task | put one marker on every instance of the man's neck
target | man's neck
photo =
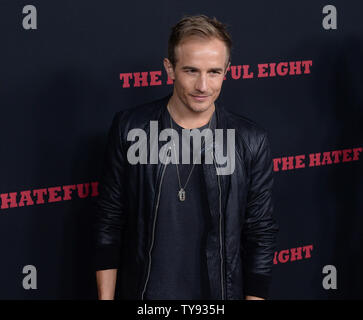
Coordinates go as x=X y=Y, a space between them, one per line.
x=187 y=118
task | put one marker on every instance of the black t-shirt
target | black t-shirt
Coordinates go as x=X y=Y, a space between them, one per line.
x=178 y=263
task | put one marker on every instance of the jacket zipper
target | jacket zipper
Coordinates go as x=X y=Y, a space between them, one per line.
x=220 y=229
x=153 y=231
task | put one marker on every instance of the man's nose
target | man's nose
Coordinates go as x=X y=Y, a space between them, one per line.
x=201 y=83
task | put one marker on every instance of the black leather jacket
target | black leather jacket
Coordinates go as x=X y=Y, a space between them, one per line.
x=241 y=242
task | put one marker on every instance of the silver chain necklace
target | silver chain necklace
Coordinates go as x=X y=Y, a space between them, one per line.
x=181 y=192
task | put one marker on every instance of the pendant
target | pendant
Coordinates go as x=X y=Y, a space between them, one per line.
x=181 y=194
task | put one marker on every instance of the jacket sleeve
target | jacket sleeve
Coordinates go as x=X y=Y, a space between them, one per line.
x=259 y=229
x=109 y=205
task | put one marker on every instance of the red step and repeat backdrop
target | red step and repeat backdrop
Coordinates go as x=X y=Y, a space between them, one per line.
x=68 y=66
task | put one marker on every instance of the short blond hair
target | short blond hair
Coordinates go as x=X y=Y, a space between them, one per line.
x=198 y=25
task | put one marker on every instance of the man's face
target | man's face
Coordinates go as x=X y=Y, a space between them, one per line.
x=199 y=71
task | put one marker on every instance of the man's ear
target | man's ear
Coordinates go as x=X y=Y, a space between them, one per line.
x=169 y=68
x=229 y=64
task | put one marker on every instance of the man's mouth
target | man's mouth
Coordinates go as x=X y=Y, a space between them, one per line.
x=199 y=98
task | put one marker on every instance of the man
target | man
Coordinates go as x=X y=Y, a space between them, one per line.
x=184 y=231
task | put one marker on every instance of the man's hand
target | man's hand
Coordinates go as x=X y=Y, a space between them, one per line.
x=106 y=284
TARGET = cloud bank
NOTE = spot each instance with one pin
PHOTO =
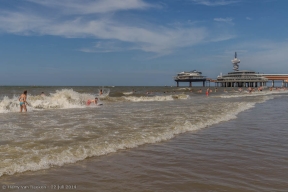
(98, 20)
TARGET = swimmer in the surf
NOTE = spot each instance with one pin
(95, 101)
(23, 101)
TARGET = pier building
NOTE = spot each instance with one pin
(240, 78)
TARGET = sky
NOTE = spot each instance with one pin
(138, 42)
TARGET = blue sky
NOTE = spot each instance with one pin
(137, 42)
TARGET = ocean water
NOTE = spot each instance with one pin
(144, 139)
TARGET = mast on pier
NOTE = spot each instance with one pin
(235, 62)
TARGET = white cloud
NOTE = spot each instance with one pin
(149, 38)
(215, 2)
(225, 20)
(90, 7)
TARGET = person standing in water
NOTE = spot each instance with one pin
(207, 92)
(23, 102)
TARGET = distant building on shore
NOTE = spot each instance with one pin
(240, 78)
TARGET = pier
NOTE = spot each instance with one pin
(277, 77)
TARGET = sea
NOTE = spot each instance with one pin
(140, 139)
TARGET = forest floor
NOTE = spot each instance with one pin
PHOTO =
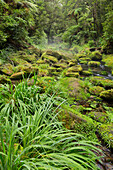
(83, 80)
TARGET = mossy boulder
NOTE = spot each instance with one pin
(6, 69)
(99, 116)
(16, 60)
(43, 72)
(49, 58)
(72, 74)
(80, 55)
(87, 73)
(60, 65)
(52, 69)
(72, 62)
(96, 56)
(29, 58)
(4, 79)
(106, 132)
(94, 63)
(96, 90)
(107, 95)
(76, 68)
(100, 81)
(34, 50)
(54, 53)
(40, 61)
(108, 59)
(17, 76)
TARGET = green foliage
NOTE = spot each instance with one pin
(31, 136)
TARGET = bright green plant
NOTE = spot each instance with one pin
(31, 136)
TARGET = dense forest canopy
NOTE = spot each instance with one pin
(72, 21)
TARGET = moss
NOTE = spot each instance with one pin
(40, 61)
(108, 59)
(96, 56)
(7, 69)
(43, 66)
(76, 68)
(94, 63)
(43, 72)
(99, 116)
(72, 74)
(100, 81)
(87, 73)
(107, 94)
(57, 55)
(96, 90)
(49, 58)
(29, 58)
(17, 76)
(60, 65)
(4, 79)
(106, 132)
(105, 73)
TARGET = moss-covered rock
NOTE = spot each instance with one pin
(34, 50)
(60, 65)
(96, 56)
(87, 73)
(76, 68)
(96, 90)
(94, 63)
(17, 76)
(106, 132)
(99, 116)
(107, 94)
(57, 55)
(40, 61)
(43, 72)
(49, 58)
(108, 59)
(100, 81)
(72, 62)
(72, 74)
(4, 79)
(52, 69)
(6, 69)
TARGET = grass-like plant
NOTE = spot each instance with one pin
(31, 137)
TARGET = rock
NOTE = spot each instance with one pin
(100, 81)
(76, 68)
(54, 53)
(29, 58)
(99, 116)
(96, 56)
(60, 65)
(72, 62)
(49, 58)
(4, 79)
(96, 90)
(106, 132)
(34, 50)
(94, 63)
(84, 60)
(107, 95)
(72, 74)
(87, 73)
(6, 69)
(17, 76)
(40, 61)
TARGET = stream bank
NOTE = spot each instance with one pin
(87, 110)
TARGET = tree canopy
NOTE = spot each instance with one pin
(73, 21)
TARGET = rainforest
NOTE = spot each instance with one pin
(56, 84)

- [PROBLEM TO SOLVE]:
Reproduce the stretch of the listing from its first line through the line containing "x=187 y=118", both ends included. Omit the pictures from your copy.

- [SOLUTION]:
task | put one marker on every instance of the man's neck
target | man's neck
photo =
Coordinates go as x=X y=Y, a space between them, one per line.
x=187 y=118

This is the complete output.